**What is asked**
**1.** Retype the Redneck Astronomer article word for word, starting at "My life has" and ending at "many different worlds.".
**2.** According to the Redneck Astronomer article, how much weight has the writer lost since the picture was taken?
**3.** Carry on the Redneck Astronomer article from its last sentence.

**Document**
------------------------------------

The Redneck Astronomer

My life has always been a collision of worlds that never seemed to fit together. This article explains, in part, what I mean.

Published by Tony Darnell on 15th Aug, 2007

God, I hate this freakin’ picture. It was taken last July/August on my vacation to Florida to see my Dad. Before I go any further, I just want to say that I’ve since lost 30 pounds, inspired in no small part, by this freakin’ picture.

I took it with the purpose of maybe using it as the photo on my About page, but when I saw it, I said there was no way I was putting THAT picture on my site.

The more I looked at it though, I came to realize that this picture says a lot about me. No, not that I’m a little too fond of Guinness and microbrews, rather it shows that I’m somewhat of an anomaly (actually, my wife says that all the time). It occured to me that my life straddles many different worlds.

If I were asked to describe myself in one sentence, it would have to be:

“I’m a computer programming redneck astronomer-inventor who plays Irish music, reads science fiction and loves to fish."

I have very humble, simple roots and I seem to be interested in everything. Most of the time, I segregate all of the worlds I inhabit – put everything in my life into little compartments. Sometimes however, those worlds collide.

And it really freaks me out when that happens.

------------------------------------

**Entries**
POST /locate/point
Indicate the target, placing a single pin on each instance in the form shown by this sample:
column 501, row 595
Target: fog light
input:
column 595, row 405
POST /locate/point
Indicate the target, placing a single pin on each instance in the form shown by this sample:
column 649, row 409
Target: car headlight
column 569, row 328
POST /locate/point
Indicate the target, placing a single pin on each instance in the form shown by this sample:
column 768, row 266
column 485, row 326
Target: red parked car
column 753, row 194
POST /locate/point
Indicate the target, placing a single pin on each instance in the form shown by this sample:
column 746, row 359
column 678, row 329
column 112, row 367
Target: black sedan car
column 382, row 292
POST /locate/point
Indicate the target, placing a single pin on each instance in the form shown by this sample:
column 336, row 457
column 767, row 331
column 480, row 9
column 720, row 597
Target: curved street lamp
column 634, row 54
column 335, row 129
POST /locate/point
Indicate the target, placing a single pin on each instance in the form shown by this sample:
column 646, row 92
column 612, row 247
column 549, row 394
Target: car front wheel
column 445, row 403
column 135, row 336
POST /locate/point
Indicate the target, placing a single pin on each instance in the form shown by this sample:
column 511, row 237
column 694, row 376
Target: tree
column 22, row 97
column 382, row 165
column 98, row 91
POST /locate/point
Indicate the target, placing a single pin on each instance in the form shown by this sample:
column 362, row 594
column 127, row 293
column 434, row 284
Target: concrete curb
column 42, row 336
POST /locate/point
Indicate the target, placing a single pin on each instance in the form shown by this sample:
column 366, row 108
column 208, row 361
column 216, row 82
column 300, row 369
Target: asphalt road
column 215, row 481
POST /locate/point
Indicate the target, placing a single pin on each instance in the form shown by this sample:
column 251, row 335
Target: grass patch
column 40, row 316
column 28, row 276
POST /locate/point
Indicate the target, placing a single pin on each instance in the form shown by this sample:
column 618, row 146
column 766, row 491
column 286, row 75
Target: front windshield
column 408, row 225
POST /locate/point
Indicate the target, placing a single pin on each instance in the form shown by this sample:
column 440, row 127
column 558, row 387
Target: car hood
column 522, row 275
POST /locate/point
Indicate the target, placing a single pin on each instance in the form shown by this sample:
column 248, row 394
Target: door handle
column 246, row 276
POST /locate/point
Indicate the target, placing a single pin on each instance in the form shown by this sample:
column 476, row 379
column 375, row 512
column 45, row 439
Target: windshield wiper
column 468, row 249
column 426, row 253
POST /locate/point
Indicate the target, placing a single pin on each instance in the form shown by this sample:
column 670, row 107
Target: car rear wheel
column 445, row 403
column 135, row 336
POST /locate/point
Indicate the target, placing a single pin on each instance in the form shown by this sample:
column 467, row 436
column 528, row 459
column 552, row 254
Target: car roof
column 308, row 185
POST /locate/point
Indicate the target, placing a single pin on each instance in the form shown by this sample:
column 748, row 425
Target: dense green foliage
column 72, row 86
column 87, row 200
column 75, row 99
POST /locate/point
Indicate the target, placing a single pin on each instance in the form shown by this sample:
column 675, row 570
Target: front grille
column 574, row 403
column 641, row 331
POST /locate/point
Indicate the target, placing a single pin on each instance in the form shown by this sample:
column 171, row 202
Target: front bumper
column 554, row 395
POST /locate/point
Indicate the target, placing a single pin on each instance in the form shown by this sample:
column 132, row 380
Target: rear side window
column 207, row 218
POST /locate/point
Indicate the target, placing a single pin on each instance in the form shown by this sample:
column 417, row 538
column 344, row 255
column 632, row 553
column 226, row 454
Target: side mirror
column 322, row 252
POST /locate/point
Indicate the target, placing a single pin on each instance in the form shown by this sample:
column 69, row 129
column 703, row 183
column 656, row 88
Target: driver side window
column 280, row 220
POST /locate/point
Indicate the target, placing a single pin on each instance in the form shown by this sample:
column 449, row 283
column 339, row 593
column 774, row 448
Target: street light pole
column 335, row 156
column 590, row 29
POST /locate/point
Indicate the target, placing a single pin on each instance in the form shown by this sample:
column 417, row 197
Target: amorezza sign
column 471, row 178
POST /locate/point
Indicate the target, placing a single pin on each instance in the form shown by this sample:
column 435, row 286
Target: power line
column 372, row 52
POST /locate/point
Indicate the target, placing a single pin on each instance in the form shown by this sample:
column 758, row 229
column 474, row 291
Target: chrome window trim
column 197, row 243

------------------------------------

**Written responses**
**1.**
My life has always been a collision of worlds that never seemed to fit together. This article explains, in part, what I mean.

Published by Tony Darnell on 15th Aug, 2007

God, I hate this freakin’ picture. It was taken last July/August on my vacation to Florida to see my Dad. Before I go any further, I just want to say that I’ve since lost 30 pounds, inspired in no small part, by this freakin’ picture.

I took it with the purpose of maybe using it as the photo on my About page, but when I saw it, I said there was no way I was putting THAT picture on my site.

The more I looked at it though, I came to realize that this picture says a lot about me. No, not that I’m a little too fond of Guinness and microbrews, rather it shows that I’m somewhat of an anomaly (actually, my wife says that all the time). It occured to me that my life straddles many different worlds.

**2.** 30 pounds.

**3.**
Let me tell you the story behind this photo. It was taken on the last day of our 5-day fishing trip to catch redfish in the Mosquito Lagoon, a region of water immediately north of the Kennedy Space Center. We had spent all morning (since about 4am) fishing. It was stiffling hot, muggy, and we didn’t catch a damn thing.

On the last day, I wanted to go to the Space Center. I was tired of looking at the Space Shuttle on the launch pad from the boat, I wanted to get closer. Besides, I hadn’t been there since the 70’s when my parents took me there for my birthday one year, and I had great memories of it. I wanted my kids to see it too.

So we packed up our stuff at about noon, got the boat out of the water, and went to Titusville.

I want you to visualize this:

Tony and his dad on a boat

We had just come off a boat where we spent all morning taking catfish and trout-that-were-too-small off of hooks, handling shrimp and small mullet for bait, and sweating like proverbial pigs. To say we were ‘ripe’ would be an understatement, trees wilted as we drove by and the alligators shook their heads and made snorting sounds as we passed. I think a couple of seagulls fell out of the sky. We pull up into the Kennedy Space Center parking lot in a pickup truck with CB antennas sticking up, guns in a gunrack (they were my Dad’s), pulling a boat full of fishing gear.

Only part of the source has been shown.